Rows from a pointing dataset
────────────────────────────────────────

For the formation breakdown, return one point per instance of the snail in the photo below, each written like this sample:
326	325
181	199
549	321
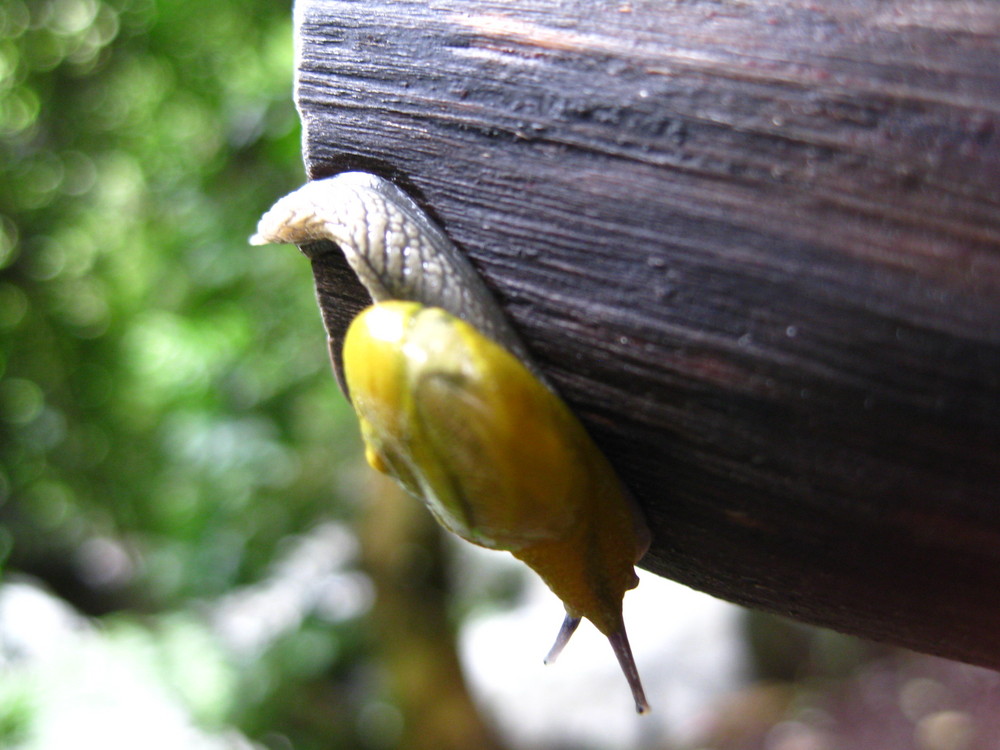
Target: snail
452	407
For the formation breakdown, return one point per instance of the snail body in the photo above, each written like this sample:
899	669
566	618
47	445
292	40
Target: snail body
451	407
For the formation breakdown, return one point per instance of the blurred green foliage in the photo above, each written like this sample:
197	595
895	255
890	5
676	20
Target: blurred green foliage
167	415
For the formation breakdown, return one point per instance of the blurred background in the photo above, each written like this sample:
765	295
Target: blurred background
192	552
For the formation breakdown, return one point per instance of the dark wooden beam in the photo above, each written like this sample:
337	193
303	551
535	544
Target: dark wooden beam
756	245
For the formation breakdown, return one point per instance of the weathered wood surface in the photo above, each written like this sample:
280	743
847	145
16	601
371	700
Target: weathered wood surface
755	244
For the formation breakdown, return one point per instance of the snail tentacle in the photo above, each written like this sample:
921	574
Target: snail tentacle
394	248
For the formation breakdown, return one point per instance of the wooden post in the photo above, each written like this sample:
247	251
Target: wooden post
756	245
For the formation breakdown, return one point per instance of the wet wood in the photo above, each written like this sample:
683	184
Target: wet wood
757	247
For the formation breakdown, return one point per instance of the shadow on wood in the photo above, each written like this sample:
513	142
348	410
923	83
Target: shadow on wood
757	248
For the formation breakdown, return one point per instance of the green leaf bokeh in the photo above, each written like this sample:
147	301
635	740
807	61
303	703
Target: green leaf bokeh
167	415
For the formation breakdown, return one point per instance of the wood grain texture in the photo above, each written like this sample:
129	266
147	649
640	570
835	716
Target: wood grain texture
755	244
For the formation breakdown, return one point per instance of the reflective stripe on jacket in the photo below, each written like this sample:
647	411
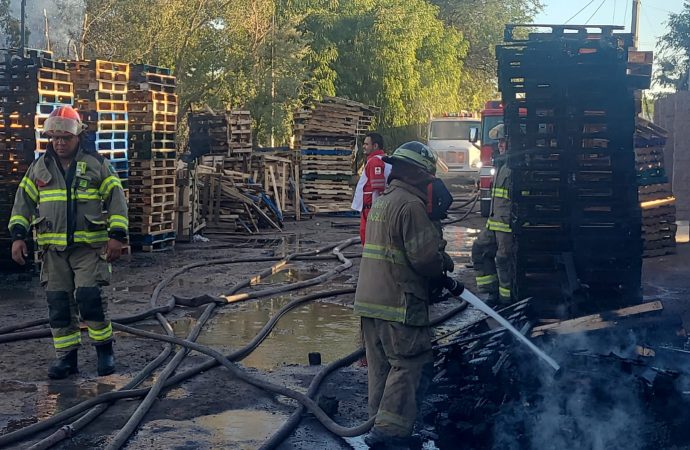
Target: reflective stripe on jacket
75	215
402	252
499	219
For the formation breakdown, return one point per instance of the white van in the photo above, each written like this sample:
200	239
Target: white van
449	137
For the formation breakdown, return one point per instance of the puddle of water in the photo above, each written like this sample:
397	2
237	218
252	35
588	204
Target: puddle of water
332	330
20	294
233	429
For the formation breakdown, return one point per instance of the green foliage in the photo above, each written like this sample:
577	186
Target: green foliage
412	58
674	62
9	26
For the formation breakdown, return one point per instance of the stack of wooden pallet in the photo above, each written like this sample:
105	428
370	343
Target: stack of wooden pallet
152	126
654	190
278	172
222	139
100	89
31	87
231	202
189	220
325	136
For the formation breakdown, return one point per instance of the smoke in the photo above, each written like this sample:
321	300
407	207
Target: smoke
595	405
64	24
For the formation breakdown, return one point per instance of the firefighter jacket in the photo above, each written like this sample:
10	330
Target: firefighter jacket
499	219
401	254
373	181
69	209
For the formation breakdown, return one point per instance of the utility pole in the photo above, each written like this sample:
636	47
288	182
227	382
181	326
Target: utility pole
47	33
635	27
22	29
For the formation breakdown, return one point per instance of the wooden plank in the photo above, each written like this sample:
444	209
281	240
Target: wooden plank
298	200
275	188
283	185
596	321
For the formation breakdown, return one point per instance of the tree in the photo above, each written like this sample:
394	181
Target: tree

────────────────────────────────────────

→ Directions for this task: Write out all the records again, replacing "formation breakdown" with "scene survey" wherever it occurs and leaving everything else unchanged. Omit the pictures from your answer.

→ Response to this exercise:
For the scene survey, return one point per instance of the snail in the photo below, each written like this sample:
326	325
181	199
549	321
Target: snail
452	407
For the scene survey, return one point per instance of the snail body in the photo above, each written like this sample:
899	669
566	618
47	445
292	40
Target: snail body
451	407
For the scene survey, return one point per instance of the blurred green foliage in the photo above, each written like this sample:
197	595
895	255
890	5
676	20
Target: blurred green foliage
167	415
For the scene survey, return one point per instance of the blurred background in the photo above, each written like this sample:
765	295
Target: blurred background
192	552
For the scene survey, return one point per instance of the dark wooden beam in the photo above, each written like this sample:
337	193
303	551
535	544
Target: dark wooden beam
756	245
For the scene survey, return one point per instance of the weathered wood surface in the photo above, each written like this sample:
280	743
847	145
16	601
371	700
Target: weathered wood surface
755	244
For the scene survey, return one point per instance of the snail tentacle in the photo above, each written like this sample:
921	574
Target: snail tentacle
394	248
For the scene survey, return one point per instance of the wooden post in the photo above, each written like this sample:
247	251
Target: wooden post
756	245
For the scene survey, return one point per instance of the wet wood in the photo above, each written like this sample:
683	184
Target: wet wood
757	247
For the scene survey, return one point per instance of the shadow on wood in the photo above, each written like this sample:
513	142
348	410
923	83
Target: shadow on wood
757	248
For the scene survey, return one point per instance of the green leaf bokeh in the photo above, each written like this sample:
147	301
635	740
807	61
303	703
Target: green leaf bokeh
167	415
For the scene survey, return one point per instance of the wood grain texture in the photo above, each written like this sample:
129	266
147	649
640	570
835	716
Target: wood grain texture
755	244
For the scene survey, return one point per instance of the reflective stripe on jacket in the photo below, each written like this sample:
647	411
Target: reflective stripe on jacket
75	215
402	252
499	219
For the scene survey, return one point per instance of the white van in the photo above, each written like this sample:
200	239
Target: white van
449	137
For the scene survey, return one point per instance of the puddle of water in the photo above, each written like this sample:
397	2
237	218
252	35
588	204
Target: puddle of water
332	330
20	294
233	429
For the scene survey, return one point per instance of the green foliage in the photo above, each written like this sample:
577	186
Target: green foliage
412	58
674	62
9	26
For the scene survey, return one point per instance of the stack of wooden pallet in the photo above, each written like this sample:
105	428
370	343
Target: stack of wooden pallet
152	126
654	190
278	172
222	139
100	89
31	87
231	202
189	220
325	136
For the scene survey, return one point per instance of the smoke in the photo above, each written like this sample:
321	300
407	207
Target: smoke
595	405
64	24
For the scene survey, return one point per instance of the firefighter jacket in the photo above, each written like this sample:
10	330
Target: firefighter jacket
499	219
401	254
373	181
69	209
For the scene survey, return one point per instance of the utility pole in the photo above, each written like this sample:
636	47
288	182
227	382
181	326
Target: utility pole
47	33
635	27
22	29
For the scene survey, return one point per instance of the wooden plank in the photo above, each written like this sample:
444	209
281	240
Target: wooden plank
298	200
275	188
283	185
596	321
For the scene survey, return one point per instance of the tree in the photo above, each written like this sample:
394	181
Target: tree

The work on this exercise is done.